WORK TO COMPLETE: Copy every line of the material below word for word, but leave the pictures out of your answer.

▬▬▬▬▬▬

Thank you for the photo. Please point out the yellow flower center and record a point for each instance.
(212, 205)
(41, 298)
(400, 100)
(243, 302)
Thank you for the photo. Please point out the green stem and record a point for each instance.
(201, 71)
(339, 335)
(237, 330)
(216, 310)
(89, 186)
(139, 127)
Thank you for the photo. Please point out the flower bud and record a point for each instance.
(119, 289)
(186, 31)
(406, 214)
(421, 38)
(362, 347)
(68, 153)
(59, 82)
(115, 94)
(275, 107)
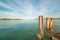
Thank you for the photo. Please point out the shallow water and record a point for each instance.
(22, 29)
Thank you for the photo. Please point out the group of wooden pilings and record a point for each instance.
(49, 24)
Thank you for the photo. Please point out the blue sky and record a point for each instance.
(29, 9)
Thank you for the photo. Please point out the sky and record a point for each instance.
(29, 9)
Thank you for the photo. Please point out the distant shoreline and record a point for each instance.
(26, 19)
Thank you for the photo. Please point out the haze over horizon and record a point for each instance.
(29, 9)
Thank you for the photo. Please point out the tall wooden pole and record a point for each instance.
(51, 23)
(48, 20)
(41, 29)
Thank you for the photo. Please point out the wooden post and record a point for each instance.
(51, 23)
(48, 23)
(41, 29)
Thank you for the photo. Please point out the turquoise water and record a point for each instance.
(22, 29)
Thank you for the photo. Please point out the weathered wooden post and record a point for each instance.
(51, 23)
(41, 29)
(48, 23)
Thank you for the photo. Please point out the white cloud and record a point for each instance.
(5, 5)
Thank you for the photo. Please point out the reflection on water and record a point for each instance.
(22, 29)
(18, 29)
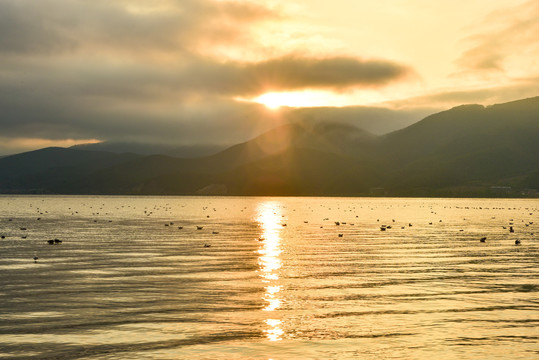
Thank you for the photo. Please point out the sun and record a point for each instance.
(272, 101)
(306, 98)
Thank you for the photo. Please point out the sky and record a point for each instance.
(191, 72)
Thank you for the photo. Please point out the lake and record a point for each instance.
(268, 278)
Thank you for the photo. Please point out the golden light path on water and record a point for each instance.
(269, 218)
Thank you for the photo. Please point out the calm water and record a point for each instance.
(275, 282)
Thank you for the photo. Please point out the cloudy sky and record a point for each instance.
(218, 71)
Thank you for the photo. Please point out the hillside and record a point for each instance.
(463, 151)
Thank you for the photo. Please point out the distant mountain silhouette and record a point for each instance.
(469, 150)
(152, 149)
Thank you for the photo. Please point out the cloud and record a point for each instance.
(149, 71)
(441, 100)
(503, 36)
(291, 73)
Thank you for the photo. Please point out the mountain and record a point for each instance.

▬▬▬▬▬▬

IN RESPONSE:
Thank you for the photo. Please point out the yellow flower center and record a point for each instance.
(212, 205)
(41, 298)
(400, 100)
(243, 302)
Thank you for the photo. Please point out the green stem and record a point for each instance.
(201, 71)
(339, 335)
(237, 330)
(216, 310)
(89, 186)
(139, 127)
Thank you for the photo. Please point out the flower bud and record a point for each instance.
(119, 289)
(186, 31)
(406, 214)
(421, 38)
(362, 347)
(68, 153)
(59, 82)
(115, 94)
(275, 107)
Thank you for the photo. Please point out the shallow water and record a point for each instance.
(22, 29)
Thank you for the photo. Please point out the group of wooden pilings and record a point for each instance.
(49, 24)
Thank you for the photo. Please point out the blue sky and record a point for each instance.
(29, 9)
Thank you for the photo. Please point out the sky and record a point for each instance.
(29, 9)
Thank you for the photo. Please point out the distant shoreline and record a point for each instance.
(26, 19)
Thank you for the photo. Please point out the haze over horizon and record a point for each instance.
(29, 9)
Thank you for the photo. Please point out the tall wooden pole and record a point for each instance.
(51, 23)
(48, 20)
(41, 29)
Thank you for the photo. Please point out the wooden post and record a point for each instance.
(51, 23)
(48, 23)
(41, 29)
Thank you for the photo. Please point out the turquoise water and record a point for each instance.
(22, 29)
Thank you for the photo. Please point out the weathered wooden post and record a point for each instance.
(51, 23)
(41, 29)
(48, 23)
Thank you for the photo. Please point out the white cloud and record a point for each instance.
(5, 5)
Thank you for the photo. Please point out the reflection on water and record a point for each instance.
(22, 29)
(18, 29)
Thank you for the photo. Please point out the sun and record a point for each instance.
(272, 101)
(306, 98)
Thank you for the photo. Please point out the sky and record a point for each instance.
(191, 72)
Thank you for the photo. Please point out the lake and record a point for each instance.
(268, 278)
Thank you for the photo. Please point out the golden light path on water and record a point for each instance.
(269, 218)
Thank you for the photo. Please point out the calm water and record a point for each instance.
(275, 282)
Thank you for the photo. Please point out the cloudy sky and record a point for each instance.
(218, 71)
Thank you for the photo. Please point out the hillside and record a point for each instance.
(463, 151)
Thank you for the photo. Please point out the distant mountain silhouette and record a point for each instance.
(469, 150)
(152, 149)
Thank you for the photo. Please point out the cloud and record a point for each instance.
(149, 71)
(441, 100)
(503, 36)
(291, 73)
Thank you for the photo. Please point out the mountain and record a point for each instance.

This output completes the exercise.